— START —

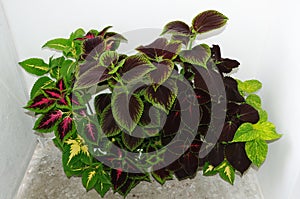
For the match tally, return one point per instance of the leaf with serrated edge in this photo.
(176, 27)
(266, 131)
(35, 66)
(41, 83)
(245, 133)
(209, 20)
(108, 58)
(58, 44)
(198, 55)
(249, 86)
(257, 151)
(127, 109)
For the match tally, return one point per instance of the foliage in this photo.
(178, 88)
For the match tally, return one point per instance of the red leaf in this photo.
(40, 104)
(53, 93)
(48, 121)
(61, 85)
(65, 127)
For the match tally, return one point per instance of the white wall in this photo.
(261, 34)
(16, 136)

— END —
— START —

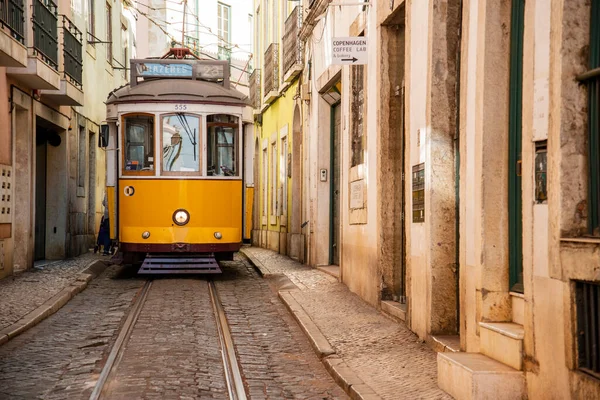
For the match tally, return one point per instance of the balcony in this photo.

— END —

Locate each line in the records that contains the word "instance", and copy those lines out in full.

Full solution -
For the match tally, return one point per instance of the leaf with serrated edge in this photo.
For the match tally, return one point per instance of the foliage in this photo.
For the match tally, return one point per instance of the red leaf in this photo.
For the match tally, return one point per instance of the white wall in this photo.
For the match tally, return one point per instance of the balcony in this photo.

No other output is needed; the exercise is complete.